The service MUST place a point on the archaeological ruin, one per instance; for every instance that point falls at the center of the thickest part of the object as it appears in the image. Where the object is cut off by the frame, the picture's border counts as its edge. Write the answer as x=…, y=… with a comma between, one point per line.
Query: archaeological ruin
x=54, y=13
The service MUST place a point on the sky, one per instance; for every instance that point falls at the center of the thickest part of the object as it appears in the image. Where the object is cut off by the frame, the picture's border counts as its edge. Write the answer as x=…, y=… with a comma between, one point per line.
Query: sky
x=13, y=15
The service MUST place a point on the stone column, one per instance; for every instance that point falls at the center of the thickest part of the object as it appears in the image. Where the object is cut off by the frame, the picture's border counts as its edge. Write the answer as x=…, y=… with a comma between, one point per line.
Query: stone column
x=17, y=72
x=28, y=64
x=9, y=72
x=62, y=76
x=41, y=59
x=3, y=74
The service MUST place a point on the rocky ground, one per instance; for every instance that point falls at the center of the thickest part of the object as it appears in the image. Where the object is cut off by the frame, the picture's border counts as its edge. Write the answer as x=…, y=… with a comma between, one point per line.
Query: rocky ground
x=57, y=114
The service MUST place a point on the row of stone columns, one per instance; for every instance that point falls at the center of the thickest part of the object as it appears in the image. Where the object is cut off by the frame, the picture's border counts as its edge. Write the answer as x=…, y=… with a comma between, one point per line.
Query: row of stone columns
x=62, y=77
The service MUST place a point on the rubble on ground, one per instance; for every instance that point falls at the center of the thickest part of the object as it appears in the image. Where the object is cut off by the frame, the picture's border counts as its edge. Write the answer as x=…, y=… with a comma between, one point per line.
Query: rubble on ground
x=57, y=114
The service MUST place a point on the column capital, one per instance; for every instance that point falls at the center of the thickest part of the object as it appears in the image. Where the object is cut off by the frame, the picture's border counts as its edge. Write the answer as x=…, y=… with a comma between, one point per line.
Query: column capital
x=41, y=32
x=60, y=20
******
Copy out all of the entries above verbatim, adding nothing and leaving nothing out.

Finished answer>
The service MUST place a point on the archaeological ruin, one per instance; for every instance that point falls at the center of the thickest part of the object as it appears in the image. Where the object is cut off by the frame, the picture's border counts as its edge. Write the answer as x=…, y=… with a comma between, one point per line.
Query: archaeological ruin
x=54, y=13
The service MUST place a point on the sky, one per instance; for every instance that point falls at the center of the thickest part of the object as it appears in the image. Where the object is cut off by the frame, the picture's border counts as its edge. Write the answer as x=…, y=… with a comma between, one point per line.
Query: sky
x=13, y=15
The service MUST place a point on the stone column, one per instance; for every instance that point falls at the center of the thickest part of the object as it appears in the image. Where the object is cut off by the frame, the picture's border counts as its edge. Write the answer as x=…, y=… with a comma between, one point per line.
Query: stone column
x=17, y=72
x=28, y=64
x=9, y=72
x=62, y=76
x=41, y=59
x=3, y=74
The service MUST place a point on the rocky ground, one per instance; for every instance that point falls at the center of the thickest part of the object as it appears in the image. Where the object is cut off by the frame, the picture's border counts as its edge. Write the answer as x=…, y=… with a comma between, one point per line.
Query: rocky ground
x=57, y=114
The service MUST place a point on the row of stone columns, one per instance; for every instance that point falls at the center of the thickest part of the object as it appears in the image. Where the object is cut off by the frame, the picture's border counts as its edge. Write the answer as x=…, y=… with a comma between, one point per line.
Query: row of stone columns
x=62, y=77
The service MUST place a point on the rubble on ground, one per instance; for every instance that point falls at the center of the thickest part of the object as it appears in the image. Where the object is cut off by the frame, the picture's border counts as its edge. Write the answer as x=…, y=… with a comma between, one point per line.
Query: rubble on ground
x=57, y=114
The service MUST place a point on the column capital, one per instance; for every instance that point falls at the center of the thickest part of the object as it appears in the image. Where the object is cut off by the frame, the picture's border counts as its edge. Write the answer as x=…, y=… with a comma between, one point per line.
Query: column capital
x=41, y=32
x=60, y=20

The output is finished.